Required task: Reproduce the entries starting at the line containing "[Batch spec] Target class: woman's earring." and ending at the line containing "[[247, 103, 252, 110]]", moving every coordinate in the answers by -133 while leaving the requests and their format samples unchanged.

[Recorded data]
━━━━━━━━━━━━━━━━━━━━

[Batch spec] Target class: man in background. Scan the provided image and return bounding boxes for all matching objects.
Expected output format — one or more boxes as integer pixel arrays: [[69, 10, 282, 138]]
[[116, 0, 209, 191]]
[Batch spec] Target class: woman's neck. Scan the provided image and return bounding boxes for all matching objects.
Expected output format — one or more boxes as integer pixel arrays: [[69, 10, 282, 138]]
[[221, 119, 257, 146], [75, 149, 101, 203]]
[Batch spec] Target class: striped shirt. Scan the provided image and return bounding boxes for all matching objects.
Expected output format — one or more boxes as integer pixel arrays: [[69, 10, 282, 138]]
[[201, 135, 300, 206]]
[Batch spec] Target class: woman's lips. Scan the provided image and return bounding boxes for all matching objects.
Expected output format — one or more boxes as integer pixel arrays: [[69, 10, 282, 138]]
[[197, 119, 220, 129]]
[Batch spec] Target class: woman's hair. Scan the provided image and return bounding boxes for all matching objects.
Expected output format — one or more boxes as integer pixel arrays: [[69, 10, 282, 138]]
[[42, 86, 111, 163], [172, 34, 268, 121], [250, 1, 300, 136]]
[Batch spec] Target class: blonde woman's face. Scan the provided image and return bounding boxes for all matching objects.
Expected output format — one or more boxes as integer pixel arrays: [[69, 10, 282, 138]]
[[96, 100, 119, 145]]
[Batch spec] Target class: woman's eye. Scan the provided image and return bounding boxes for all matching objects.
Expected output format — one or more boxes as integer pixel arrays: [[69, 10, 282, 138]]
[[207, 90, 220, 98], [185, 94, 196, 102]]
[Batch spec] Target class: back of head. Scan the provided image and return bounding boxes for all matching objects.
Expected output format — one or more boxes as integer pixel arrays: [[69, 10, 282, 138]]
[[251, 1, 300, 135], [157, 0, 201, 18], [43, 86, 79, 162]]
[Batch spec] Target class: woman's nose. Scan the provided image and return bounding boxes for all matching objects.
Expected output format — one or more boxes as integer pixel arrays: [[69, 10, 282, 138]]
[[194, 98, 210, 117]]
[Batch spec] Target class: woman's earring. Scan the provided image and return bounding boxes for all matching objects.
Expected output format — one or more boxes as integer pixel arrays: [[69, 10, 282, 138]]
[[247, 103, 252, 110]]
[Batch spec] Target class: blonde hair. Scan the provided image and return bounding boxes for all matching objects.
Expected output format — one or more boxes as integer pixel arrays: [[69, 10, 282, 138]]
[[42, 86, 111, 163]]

━━━━━━━━━━━━━━━━━━━━

Task answer:
[Batch spec] Target class: woman's earring. Scan the provided image and return bounding boxes for all matching objects.
Expected output format — one or more boxes as integer pixel arrays: [[69, 10, 282, 138]]
[[114, -30, 119, -23]]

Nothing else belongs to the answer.